**TASK GOAL**: Pull out every line in the material below that contains the word "curtain", and copy each of those lines unchanged.

= = =

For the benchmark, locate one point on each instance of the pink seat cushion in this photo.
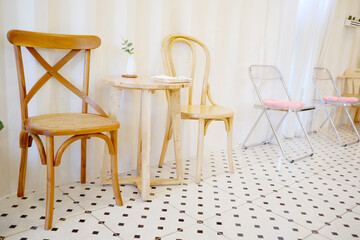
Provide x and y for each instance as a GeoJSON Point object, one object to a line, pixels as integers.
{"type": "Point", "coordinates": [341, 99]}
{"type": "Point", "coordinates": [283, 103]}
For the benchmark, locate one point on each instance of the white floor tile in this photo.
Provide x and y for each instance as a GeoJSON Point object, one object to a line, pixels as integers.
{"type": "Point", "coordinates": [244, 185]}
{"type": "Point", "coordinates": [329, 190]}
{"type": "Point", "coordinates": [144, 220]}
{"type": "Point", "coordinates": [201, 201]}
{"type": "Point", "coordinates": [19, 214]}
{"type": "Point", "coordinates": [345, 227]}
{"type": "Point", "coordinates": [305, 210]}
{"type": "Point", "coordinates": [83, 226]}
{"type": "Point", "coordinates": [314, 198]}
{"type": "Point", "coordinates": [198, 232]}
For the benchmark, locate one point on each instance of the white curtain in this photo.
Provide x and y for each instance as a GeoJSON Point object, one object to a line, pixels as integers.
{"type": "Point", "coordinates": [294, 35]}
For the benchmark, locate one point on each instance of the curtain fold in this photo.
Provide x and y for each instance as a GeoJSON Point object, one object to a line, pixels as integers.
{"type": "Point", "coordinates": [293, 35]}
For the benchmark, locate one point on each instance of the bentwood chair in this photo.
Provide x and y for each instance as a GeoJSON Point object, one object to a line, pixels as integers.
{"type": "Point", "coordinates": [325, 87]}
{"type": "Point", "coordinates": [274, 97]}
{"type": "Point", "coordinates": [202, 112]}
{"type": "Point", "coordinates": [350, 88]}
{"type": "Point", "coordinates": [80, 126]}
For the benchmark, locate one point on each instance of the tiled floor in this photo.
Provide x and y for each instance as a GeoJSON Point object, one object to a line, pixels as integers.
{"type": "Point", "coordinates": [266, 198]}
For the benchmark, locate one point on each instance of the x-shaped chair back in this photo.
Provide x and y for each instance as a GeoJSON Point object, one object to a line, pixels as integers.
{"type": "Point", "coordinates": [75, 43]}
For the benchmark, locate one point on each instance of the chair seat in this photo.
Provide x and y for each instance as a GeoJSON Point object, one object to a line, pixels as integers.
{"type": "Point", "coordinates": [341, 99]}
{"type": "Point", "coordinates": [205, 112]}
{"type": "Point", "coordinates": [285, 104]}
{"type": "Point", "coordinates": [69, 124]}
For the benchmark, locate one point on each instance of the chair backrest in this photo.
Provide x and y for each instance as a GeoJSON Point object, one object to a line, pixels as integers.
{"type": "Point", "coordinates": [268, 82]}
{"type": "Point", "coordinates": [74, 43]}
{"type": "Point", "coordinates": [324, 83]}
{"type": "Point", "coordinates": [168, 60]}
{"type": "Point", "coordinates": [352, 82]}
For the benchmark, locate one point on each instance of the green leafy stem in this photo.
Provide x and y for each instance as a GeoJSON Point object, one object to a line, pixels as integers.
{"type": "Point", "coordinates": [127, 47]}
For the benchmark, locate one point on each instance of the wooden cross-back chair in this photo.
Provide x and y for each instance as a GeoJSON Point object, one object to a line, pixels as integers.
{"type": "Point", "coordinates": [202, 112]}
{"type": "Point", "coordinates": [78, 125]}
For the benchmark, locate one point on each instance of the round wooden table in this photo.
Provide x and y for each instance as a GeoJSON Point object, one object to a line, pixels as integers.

= = =

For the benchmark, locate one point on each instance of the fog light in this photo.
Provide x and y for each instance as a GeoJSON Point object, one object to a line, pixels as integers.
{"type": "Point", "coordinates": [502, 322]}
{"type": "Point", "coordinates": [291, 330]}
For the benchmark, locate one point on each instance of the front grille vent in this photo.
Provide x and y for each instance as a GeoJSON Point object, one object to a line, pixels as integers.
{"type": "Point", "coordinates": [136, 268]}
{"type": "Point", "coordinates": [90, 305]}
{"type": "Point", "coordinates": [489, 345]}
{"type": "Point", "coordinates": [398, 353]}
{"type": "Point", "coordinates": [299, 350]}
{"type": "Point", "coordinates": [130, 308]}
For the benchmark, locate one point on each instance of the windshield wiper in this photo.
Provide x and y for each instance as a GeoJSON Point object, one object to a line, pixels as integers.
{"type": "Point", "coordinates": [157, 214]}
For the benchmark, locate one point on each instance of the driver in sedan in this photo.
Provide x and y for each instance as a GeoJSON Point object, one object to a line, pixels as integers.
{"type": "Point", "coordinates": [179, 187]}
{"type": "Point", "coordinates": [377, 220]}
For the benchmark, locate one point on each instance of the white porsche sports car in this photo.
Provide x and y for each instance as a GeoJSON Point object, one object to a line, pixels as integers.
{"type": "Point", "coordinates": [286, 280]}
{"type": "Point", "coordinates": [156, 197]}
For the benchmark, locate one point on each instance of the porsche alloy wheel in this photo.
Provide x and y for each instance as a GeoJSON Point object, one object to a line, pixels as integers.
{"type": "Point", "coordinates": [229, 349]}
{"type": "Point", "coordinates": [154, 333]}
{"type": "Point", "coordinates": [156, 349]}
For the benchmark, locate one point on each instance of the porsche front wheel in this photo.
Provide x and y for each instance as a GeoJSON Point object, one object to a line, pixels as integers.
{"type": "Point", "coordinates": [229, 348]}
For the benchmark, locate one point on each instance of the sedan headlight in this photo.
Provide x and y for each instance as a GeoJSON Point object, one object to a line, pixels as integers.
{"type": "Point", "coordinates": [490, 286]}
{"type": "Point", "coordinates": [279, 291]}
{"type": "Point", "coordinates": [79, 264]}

= = =

**SOLUTION FOR THIS TASK**:
For the benchmark, locate one point on each instance of the white curtain in this photo.
For the benchmark, locate one point on each instance of the curtain fold in this photo.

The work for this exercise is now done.